THE PROBLEM – Nothing but the lines from the one containing "Q: Point out each instance of the riverside" through the end of the data should be output, each reproduced exactly.

(Dataset entries)
--- --- ---
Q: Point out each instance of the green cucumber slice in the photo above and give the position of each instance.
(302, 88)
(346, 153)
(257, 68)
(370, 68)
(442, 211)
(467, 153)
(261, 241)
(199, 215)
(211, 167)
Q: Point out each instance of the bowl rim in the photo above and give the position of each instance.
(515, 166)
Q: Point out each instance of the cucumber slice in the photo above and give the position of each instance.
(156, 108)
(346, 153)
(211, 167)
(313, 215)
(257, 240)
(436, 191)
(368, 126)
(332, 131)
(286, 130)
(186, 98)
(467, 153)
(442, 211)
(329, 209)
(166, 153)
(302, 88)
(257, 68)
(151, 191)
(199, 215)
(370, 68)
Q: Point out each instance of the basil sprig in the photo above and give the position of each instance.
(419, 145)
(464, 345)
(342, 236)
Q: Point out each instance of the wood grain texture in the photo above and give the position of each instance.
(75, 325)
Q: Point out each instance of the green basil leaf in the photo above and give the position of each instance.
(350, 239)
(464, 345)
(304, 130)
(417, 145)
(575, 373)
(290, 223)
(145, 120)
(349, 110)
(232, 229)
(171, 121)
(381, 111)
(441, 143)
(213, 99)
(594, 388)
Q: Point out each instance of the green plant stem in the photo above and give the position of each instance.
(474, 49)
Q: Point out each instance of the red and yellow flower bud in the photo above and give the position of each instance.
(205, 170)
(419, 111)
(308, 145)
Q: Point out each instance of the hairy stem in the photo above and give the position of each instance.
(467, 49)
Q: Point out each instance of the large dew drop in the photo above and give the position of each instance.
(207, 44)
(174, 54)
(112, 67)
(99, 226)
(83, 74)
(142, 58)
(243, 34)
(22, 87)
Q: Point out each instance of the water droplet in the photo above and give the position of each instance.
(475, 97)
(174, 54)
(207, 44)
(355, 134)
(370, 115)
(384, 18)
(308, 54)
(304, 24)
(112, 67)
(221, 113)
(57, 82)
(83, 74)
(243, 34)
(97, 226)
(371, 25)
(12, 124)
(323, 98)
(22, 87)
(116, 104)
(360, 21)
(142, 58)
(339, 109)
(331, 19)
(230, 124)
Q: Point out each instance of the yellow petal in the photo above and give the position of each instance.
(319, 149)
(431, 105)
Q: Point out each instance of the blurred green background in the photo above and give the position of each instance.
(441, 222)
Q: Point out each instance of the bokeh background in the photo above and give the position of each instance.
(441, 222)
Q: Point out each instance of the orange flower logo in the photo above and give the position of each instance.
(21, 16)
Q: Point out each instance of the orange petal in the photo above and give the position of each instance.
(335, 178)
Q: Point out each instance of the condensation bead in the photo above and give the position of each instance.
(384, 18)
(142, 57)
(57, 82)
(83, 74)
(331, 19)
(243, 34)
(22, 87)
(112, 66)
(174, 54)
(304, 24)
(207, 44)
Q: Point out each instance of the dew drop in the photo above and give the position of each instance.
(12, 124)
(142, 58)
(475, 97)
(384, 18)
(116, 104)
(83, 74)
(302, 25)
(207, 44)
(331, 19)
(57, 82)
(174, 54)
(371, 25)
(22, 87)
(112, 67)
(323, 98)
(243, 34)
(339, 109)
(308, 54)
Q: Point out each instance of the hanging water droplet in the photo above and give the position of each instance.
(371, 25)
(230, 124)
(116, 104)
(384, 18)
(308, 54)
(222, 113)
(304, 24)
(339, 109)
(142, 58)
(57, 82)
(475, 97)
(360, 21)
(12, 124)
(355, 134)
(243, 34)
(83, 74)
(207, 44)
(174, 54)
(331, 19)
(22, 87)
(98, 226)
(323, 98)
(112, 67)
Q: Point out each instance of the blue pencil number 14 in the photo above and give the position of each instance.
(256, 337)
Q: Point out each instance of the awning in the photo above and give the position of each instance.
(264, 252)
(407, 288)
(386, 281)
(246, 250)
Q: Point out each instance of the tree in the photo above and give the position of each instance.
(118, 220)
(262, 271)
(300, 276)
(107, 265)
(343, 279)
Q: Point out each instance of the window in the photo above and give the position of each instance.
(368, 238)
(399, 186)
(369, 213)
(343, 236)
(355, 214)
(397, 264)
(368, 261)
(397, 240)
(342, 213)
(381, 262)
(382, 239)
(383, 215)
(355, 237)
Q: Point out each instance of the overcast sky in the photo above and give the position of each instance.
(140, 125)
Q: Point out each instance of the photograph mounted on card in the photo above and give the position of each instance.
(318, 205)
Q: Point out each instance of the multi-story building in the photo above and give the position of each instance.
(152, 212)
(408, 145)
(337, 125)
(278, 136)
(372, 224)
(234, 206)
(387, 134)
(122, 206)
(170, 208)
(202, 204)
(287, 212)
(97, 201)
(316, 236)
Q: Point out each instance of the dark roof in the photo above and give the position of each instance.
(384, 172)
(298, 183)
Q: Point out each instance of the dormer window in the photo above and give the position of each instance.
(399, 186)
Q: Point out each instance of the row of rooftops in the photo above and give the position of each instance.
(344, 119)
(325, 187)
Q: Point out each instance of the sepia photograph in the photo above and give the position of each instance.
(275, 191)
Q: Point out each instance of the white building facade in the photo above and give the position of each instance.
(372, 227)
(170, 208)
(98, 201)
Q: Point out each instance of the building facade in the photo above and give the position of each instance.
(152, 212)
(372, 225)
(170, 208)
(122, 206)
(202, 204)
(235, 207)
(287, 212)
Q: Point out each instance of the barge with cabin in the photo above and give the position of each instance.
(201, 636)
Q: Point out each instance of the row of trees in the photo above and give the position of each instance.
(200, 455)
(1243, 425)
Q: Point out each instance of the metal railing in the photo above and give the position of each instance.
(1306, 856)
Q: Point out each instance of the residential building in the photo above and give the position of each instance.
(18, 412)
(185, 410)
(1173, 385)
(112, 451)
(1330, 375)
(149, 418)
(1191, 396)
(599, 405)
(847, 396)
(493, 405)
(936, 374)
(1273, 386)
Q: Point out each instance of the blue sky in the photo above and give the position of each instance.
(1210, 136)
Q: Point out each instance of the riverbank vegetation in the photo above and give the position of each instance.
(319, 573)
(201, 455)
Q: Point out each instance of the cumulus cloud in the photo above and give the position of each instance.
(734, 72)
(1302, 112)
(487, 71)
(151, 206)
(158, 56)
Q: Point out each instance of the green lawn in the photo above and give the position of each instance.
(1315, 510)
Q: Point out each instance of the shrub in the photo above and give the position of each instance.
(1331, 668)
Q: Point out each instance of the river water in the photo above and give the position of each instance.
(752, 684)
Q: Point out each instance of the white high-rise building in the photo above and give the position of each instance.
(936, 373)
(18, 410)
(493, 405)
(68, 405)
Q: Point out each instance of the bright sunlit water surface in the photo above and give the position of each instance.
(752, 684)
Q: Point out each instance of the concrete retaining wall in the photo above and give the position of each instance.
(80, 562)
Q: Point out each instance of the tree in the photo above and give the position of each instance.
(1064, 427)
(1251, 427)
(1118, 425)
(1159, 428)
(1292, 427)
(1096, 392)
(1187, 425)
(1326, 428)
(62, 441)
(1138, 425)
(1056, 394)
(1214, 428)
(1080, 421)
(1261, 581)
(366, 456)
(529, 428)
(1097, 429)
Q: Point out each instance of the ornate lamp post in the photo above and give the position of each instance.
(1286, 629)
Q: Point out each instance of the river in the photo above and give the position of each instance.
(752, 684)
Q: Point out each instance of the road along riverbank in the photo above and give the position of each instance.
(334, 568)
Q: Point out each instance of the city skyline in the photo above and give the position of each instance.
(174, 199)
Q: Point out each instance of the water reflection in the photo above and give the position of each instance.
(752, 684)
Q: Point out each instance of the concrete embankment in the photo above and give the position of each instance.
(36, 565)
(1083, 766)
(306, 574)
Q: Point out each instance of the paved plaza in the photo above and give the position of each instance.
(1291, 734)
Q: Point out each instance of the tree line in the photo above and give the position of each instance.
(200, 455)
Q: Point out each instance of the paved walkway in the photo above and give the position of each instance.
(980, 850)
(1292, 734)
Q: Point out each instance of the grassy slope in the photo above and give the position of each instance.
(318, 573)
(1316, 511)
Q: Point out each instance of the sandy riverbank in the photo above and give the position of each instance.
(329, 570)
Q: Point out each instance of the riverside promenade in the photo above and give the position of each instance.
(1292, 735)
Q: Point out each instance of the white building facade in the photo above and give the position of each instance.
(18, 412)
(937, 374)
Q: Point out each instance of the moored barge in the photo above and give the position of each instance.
--- --- ---
ANSWER BOX –
Q: Point out each instance of the riverside promenade in the photo above and give the position of each instance.
(1292, 735)
Q: Point out each instance of the white building facade in the photo above and give the position of each instance.
(18, 412)
(937, 374)
Q: Point out each instance of the moored barge in the photo above and give the position of each instance.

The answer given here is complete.